[Source records]
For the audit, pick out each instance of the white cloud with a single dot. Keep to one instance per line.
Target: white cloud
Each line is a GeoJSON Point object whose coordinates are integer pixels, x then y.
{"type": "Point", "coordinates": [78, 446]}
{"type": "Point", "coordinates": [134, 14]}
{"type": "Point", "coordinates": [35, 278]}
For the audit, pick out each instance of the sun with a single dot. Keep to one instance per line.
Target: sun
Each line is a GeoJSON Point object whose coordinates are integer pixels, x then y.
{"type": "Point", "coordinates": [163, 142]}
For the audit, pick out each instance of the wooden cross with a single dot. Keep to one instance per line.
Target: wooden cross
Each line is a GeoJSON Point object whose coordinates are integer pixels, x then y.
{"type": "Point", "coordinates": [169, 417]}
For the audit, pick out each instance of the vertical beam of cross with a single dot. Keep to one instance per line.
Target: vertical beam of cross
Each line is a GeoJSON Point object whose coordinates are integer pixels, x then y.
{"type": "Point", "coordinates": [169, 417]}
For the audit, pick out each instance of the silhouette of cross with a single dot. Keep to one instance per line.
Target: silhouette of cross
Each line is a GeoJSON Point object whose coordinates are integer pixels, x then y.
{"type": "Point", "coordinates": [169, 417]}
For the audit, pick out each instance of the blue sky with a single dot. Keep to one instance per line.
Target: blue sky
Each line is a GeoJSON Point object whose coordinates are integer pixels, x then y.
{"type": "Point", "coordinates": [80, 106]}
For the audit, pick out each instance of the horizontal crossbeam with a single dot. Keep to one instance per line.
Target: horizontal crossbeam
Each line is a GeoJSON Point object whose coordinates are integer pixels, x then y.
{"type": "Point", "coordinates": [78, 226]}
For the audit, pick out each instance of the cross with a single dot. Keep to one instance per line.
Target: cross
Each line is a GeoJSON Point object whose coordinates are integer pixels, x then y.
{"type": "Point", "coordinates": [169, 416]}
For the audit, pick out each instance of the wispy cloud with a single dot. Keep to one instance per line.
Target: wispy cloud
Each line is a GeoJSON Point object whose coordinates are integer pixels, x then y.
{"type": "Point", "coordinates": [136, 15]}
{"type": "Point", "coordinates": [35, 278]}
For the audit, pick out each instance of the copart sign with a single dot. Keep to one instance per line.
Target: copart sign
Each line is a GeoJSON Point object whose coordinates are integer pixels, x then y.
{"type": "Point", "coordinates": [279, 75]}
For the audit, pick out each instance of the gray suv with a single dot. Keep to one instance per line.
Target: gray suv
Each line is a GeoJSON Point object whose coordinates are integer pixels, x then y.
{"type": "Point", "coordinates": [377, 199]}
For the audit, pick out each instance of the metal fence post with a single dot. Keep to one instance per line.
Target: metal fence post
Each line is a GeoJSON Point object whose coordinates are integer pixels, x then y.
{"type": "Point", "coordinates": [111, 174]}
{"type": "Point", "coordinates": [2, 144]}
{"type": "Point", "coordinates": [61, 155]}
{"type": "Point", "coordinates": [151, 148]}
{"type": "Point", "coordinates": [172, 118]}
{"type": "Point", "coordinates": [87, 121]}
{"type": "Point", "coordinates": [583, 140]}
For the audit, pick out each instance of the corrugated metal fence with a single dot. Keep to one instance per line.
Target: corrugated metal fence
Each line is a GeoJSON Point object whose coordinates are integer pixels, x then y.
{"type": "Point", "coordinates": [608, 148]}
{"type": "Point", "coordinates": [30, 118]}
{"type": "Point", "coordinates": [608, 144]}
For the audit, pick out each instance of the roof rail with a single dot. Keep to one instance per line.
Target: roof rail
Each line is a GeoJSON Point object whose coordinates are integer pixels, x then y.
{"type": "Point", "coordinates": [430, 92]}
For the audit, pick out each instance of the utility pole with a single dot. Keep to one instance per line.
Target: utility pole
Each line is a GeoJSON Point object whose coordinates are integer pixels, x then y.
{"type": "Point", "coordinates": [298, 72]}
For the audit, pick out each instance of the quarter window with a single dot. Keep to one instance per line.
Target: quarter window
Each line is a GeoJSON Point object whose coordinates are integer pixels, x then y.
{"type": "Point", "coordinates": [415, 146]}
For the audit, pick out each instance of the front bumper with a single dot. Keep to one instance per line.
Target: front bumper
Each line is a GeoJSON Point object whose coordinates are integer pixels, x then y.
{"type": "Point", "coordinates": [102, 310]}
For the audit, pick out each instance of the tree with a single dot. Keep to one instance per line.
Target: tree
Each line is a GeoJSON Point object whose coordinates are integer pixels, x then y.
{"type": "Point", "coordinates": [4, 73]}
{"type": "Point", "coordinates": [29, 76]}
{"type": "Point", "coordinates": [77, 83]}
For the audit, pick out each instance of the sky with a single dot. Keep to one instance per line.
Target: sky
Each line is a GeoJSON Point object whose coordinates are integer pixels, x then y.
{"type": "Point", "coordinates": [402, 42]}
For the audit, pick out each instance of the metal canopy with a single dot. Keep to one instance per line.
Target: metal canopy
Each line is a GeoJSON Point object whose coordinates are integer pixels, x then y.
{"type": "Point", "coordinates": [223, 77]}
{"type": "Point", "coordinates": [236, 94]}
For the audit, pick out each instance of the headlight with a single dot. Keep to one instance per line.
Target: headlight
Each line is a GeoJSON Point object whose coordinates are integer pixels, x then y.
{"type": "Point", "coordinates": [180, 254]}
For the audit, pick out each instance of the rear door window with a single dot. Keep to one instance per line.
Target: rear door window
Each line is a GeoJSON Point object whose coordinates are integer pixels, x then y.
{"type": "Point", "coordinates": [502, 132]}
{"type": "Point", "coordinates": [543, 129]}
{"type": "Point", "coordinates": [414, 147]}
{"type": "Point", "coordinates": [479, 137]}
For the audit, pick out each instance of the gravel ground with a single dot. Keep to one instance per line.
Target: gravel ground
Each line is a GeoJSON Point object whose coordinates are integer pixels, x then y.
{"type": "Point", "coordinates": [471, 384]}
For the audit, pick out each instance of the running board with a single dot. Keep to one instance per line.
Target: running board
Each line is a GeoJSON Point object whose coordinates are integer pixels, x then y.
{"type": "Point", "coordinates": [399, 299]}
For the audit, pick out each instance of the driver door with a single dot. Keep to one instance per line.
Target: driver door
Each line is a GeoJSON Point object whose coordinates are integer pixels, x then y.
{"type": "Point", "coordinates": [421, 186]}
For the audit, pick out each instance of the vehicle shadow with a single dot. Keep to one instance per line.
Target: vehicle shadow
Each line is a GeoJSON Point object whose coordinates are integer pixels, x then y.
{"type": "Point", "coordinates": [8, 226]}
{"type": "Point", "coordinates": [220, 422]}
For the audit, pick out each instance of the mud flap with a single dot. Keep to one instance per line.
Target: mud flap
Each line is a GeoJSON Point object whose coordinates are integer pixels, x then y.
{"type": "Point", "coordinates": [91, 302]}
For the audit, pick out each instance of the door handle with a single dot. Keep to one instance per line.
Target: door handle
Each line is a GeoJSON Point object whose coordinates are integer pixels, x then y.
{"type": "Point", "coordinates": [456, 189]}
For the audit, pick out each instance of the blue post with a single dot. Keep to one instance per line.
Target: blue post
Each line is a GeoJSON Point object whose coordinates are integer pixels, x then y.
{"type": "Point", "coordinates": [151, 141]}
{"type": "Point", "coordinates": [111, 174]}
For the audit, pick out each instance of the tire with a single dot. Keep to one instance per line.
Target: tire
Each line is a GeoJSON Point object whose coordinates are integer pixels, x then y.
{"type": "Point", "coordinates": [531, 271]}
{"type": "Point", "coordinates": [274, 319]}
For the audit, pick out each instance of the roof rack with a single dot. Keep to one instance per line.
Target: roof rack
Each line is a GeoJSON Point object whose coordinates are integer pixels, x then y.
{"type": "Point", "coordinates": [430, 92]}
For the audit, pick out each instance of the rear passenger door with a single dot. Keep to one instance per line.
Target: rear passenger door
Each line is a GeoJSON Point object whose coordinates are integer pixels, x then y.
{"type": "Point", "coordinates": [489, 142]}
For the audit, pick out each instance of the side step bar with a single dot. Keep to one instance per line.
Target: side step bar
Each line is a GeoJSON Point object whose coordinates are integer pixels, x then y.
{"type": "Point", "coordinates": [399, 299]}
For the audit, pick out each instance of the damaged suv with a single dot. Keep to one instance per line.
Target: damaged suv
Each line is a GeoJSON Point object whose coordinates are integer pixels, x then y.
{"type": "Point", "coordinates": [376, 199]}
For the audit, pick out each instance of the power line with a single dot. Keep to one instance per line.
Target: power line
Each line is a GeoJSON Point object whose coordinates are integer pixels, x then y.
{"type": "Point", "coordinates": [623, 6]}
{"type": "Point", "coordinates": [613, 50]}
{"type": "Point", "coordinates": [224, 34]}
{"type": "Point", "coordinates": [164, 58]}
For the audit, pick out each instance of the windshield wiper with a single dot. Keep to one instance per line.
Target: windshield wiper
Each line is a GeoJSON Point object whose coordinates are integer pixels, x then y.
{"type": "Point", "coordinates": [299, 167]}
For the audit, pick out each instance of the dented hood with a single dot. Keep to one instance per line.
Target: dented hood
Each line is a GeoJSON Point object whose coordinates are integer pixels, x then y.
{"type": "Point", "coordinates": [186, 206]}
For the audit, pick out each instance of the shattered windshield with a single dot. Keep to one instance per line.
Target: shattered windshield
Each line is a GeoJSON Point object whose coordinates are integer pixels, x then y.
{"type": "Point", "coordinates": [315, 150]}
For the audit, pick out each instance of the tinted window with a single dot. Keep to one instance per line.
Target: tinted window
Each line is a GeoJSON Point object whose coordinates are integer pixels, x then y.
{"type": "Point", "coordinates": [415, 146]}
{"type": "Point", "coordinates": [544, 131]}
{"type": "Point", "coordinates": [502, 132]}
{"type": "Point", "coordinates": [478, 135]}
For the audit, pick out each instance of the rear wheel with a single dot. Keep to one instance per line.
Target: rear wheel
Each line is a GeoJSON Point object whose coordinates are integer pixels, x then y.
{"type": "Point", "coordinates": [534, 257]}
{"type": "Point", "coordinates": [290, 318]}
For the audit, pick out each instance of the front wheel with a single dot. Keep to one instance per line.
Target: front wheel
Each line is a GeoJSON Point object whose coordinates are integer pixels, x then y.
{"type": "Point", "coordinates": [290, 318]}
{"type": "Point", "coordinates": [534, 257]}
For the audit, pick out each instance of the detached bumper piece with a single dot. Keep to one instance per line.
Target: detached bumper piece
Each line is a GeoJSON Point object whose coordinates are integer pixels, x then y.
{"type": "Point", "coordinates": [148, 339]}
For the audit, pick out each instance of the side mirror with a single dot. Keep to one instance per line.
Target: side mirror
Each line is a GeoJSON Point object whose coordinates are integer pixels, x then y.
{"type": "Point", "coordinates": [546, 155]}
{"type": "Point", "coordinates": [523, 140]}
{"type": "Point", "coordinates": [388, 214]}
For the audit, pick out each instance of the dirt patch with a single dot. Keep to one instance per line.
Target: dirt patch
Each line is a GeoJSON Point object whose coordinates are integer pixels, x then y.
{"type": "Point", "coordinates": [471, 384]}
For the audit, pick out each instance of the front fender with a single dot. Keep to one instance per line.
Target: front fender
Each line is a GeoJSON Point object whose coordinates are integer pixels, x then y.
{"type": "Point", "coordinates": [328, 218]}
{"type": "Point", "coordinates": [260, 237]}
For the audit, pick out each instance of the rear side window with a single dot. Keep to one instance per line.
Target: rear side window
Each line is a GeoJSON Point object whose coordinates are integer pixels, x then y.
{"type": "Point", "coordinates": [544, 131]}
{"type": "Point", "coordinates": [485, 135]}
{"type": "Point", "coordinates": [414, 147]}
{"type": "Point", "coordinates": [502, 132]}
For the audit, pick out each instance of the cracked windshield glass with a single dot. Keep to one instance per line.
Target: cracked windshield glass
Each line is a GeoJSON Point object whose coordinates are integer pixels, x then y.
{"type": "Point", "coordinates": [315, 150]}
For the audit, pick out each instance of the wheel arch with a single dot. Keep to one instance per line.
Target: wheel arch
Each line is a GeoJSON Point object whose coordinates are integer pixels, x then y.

**Problem requirements:** From the records above, return each line that has the string "blue".

**Response to this task:**
For the audit, pick out each instance of the blue sky with a single dot. Keep to one instance per line.
Target: blue sky
For the audit, pick out each instance of the blue post with a single dot. Keep to one instance per line.
Target: blue post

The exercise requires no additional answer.